╭─ Data in this exercise

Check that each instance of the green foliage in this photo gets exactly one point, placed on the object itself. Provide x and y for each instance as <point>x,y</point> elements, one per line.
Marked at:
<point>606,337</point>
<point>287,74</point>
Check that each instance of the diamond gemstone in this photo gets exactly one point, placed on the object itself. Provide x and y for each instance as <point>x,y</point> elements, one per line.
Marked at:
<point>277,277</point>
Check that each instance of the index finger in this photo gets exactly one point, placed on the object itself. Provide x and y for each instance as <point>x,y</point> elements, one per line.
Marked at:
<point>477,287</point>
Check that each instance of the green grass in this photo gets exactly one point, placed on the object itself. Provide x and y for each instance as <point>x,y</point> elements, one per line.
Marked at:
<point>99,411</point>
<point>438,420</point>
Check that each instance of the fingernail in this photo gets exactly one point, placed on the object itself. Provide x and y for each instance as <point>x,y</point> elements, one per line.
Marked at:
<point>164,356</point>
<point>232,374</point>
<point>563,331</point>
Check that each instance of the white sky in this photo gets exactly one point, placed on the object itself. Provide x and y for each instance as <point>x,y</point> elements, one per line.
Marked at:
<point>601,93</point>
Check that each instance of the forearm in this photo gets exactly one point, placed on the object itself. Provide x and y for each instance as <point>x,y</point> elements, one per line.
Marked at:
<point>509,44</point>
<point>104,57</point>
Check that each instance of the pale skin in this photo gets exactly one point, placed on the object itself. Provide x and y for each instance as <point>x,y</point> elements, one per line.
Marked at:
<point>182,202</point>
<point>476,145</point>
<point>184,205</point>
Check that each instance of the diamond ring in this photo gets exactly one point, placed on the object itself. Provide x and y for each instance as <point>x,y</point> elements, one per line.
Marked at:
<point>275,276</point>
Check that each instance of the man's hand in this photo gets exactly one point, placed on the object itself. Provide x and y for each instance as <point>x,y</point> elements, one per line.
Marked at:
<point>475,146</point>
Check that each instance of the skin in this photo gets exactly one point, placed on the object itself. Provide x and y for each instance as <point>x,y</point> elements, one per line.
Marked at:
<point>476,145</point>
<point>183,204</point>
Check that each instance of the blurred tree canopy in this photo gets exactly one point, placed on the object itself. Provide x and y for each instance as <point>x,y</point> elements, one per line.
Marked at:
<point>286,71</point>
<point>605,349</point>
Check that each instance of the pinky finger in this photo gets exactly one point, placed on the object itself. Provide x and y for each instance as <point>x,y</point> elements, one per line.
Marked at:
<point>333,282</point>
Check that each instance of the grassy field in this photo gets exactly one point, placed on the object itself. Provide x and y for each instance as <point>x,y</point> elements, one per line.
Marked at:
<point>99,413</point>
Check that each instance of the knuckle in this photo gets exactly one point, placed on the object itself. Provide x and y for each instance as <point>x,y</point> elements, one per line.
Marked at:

╰─

> _Objective_
Can you change every "exactly one point" in the rows above to "a single point" and leave everything else as it is?

> _Expected answer_
Check that each instance of the green foliage in this photo gets a single point, placed on the object itself. Provide x and y for each instance as <point>x,y</point> elements, one per line.
Marked at:
<point>606,337</point>
<point>287,74</point>
Check that each instance of the diamond gemstone in this photo gets a single point, placed on the object itself. Provide x and y for each instance as <point>x,y</point> elements, one per line.
Marked at:
<point>277,277</point>
Check that each instance of the index finger in this photo gets a single point, placed on the object itself. Provide x and y for each instance as <point>x,y</point> elements, one per line.
Marked at:
<point>477,287</point>
Check that each instance of the green grass in this photo gets a single point, placed on the object itself. Provide x and y for each instance as <point>x,y</point> elements, one per line.
Marked at:
<point>99,411</point>
<point>438,420</point>
Check that each instance of the fingernail in this photo gets a single point, placed on the object itself. Provide x and y for each instance as <point>x,y</point> elements, one per line.
Marked at:
<point>164,356</point>
<point>232,374</point>
<point>563,331</point>
Check that each instance of the white sky in this photo gets a single point, placed on the object itself. Provide x and y for each instance as <point>x,y</point> elements, one per line.
Marked at:
<point>601,93</point>
Check that each instance of the forearm in this photo gets a single point, placed on the object itself. Provide x and y for each instance as <point>x,y</point> elements, one per line.
Marked at:
<point>509,44</point>
<point>104,57</point>
Check that each instance of the pale skin in this photo gets a single point, placed on the object itself. Provide x and y for each instance as <point>x,y</point> elements, one per line.
Marked at:
<point>182,202</point>
<point>476,145</point>
<point>184,205</point>
Check that each instance of the diamond ring in this photo gets a single point, placed on the object itself. Provide x and y for each instance as <point>x,y</point> elements, one per line.
Marked at:
<point>275,276</point>
Check that each instance of the man's hand in this photo gets a single point, placed on the object itself. Provide x and y for each instance as <point>x,y</point> elements, one per line.
Marked at:
<point>475,146</point>
Check that each instance of the skin in this photo gets a single point, placed on the object itself. Provide x and y for each instance as <point>x,y</point> elements, one per line.
Marked at:
<point>476,145</point>
<point>183,204</point>
Check that each instance of the blurred tree canopy in this photo gets a single point, placed on the object itself. Provide x and y for each instance as <point>x,y</point> elements, one per line.
Marked at:
<point>286,71</point>
<point>605,349</point>
Check that each instance of the pinky finger in this photo gets a single point, placed on the object itself. Provide x and y for each instance as <point>x,y</point> elements, one per line.
Marked at:
<point>333,282</point>
Check that each instance of the grassy field in this photo gets a single point, placed on the object itself. Provide x and y for each instance as <point>x,y</point> elements, one per line.
Marked at:
<point>99,413</point>
Check that each instance of the knuckle in this photo gets a single point, placed on the object itself. Provide x and y for each instance as <point>x,y</point> elements, one per line.
Marked at:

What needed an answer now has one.